— What is required —
Starting at the line that contains "Query: woman's hat" and stopping after the last line, set down the listing exactly as it is. Add nothing.

— Input —
========================================
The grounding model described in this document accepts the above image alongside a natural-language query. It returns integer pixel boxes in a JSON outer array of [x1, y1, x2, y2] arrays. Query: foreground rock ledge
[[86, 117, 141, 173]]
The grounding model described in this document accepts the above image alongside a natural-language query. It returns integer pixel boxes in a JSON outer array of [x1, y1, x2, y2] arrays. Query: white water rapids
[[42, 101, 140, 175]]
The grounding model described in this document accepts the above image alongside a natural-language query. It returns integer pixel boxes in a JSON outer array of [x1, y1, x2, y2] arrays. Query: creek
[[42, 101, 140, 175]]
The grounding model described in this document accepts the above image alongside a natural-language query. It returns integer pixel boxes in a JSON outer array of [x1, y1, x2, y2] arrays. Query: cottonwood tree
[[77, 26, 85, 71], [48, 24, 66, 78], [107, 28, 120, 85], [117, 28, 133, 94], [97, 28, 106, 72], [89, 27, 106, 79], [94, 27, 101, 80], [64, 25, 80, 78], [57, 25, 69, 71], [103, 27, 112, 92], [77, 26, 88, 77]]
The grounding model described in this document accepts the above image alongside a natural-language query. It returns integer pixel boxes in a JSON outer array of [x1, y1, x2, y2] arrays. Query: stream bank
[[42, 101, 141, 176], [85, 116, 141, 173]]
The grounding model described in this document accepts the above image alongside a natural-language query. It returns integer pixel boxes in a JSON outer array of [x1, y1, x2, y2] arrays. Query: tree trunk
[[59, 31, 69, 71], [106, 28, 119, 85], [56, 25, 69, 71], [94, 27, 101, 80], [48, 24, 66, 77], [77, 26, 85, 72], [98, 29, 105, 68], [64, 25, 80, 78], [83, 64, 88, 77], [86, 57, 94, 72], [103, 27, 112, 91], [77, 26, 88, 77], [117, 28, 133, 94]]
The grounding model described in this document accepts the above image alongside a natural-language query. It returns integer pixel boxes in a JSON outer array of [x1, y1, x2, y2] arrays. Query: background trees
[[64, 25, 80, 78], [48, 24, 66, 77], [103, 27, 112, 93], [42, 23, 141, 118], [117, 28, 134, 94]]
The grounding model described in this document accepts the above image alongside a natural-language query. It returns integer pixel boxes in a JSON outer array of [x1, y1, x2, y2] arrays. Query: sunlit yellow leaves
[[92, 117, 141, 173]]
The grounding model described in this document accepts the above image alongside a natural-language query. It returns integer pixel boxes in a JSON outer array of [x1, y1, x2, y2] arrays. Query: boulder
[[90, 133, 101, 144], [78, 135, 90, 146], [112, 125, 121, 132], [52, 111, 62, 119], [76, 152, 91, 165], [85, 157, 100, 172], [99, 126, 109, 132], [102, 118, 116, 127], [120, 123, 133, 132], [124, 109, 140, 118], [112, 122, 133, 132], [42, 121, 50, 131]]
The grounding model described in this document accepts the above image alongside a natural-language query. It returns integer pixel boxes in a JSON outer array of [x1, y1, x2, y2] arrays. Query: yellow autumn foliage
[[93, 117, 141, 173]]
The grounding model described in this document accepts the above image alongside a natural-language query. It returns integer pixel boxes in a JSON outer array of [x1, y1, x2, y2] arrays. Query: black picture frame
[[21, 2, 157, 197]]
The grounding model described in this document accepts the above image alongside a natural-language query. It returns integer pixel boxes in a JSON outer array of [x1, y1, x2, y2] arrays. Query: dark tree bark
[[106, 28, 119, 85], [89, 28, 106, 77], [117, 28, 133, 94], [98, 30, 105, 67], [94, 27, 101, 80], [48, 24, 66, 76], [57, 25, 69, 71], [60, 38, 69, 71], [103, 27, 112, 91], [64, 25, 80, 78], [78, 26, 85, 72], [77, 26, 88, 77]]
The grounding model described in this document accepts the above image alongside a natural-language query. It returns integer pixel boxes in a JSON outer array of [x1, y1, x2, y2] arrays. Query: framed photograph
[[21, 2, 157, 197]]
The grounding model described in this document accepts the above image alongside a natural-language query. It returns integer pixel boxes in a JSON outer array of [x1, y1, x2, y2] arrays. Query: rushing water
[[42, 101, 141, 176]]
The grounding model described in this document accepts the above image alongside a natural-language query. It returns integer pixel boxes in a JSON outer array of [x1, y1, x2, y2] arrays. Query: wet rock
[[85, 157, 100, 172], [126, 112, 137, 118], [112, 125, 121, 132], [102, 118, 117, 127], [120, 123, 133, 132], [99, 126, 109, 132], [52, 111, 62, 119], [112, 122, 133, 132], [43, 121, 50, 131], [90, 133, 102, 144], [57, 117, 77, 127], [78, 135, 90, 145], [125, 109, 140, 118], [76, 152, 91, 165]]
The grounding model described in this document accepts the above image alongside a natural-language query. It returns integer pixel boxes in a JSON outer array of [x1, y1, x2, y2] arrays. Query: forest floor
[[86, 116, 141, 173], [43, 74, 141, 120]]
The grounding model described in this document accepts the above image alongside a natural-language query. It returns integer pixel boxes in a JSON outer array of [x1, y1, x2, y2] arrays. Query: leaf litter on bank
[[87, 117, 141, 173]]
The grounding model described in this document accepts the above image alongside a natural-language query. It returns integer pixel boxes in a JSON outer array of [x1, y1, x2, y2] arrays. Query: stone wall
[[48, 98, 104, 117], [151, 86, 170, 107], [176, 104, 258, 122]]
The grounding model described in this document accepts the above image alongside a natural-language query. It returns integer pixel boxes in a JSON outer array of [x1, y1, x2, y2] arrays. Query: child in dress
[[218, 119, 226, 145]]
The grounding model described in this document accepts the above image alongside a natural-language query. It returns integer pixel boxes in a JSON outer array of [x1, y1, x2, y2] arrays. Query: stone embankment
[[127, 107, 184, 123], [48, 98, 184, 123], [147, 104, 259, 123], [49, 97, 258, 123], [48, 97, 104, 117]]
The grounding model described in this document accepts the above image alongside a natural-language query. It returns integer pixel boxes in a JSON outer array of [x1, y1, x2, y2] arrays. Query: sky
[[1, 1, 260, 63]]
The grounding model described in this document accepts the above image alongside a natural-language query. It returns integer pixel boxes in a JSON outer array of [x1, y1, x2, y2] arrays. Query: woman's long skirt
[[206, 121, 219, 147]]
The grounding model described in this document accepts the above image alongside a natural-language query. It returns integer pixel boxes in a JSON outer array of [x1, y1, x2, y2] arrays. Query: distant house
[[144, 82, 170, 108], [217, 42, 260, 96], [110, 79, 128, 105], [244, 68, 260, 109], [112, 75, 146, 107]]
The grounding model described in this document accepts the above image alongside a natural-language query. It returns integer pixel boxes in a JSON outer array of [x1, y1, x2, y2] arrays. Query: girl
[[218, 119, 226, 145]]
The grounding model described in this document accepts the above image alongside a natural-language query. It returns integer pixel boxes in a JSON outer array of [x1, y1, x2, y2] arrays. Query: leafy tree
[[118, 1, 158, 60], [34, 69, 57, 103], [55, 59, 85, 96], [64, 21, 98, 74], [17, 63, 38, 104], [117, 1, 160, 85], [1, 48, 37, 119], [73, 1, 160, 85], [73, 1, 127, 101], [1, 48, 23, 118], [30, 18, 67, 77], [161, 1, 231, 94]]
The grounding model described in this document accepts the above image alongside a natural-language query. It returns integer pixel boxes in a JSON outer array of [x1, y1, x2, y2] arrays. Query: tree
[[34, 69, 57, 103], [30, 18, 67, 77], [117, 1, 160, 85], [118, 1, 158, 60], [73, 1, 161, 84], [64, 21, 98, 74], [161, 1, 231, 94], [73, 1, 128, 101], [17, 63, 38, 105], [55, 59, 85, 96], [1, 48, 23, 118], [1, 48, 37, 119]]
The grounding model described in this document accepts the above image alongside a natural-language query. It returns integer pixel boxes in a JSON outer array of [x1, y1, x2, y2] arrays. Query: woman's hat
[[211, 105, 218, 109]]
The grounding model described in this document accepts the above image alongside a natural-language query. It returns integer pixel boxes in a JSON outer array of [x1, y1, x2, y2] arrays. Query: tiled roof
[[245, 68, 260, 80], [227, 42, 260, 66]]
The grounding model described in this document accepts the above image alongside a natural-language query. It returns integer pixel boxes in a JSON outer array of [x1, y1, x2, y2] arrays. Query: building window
========================================
— The answer —
The grounding model described in this document accepts the above image alongside a natural-language query. It returns integer pixel boxes in a JSON outer array of [x1, y1, x2, y2] arrays. Query: woman's hat
[[211, 105, 218, 109]]
The grounding model described in this document accepts the above image alongside a natural-language query. It returns integer pixel boxes in a JSON outer array of [x1, y1, x2, y2] arrays. Query: tiled roof
[[245, 68, 260, 80], [227, 42, 260, 66]]
The grounding model described in this document accepts the above image alongside a natural-language query. It returns integer pixel boxes in a JSON outer array of [x1, y1, x2, y2] arrays. Query: building window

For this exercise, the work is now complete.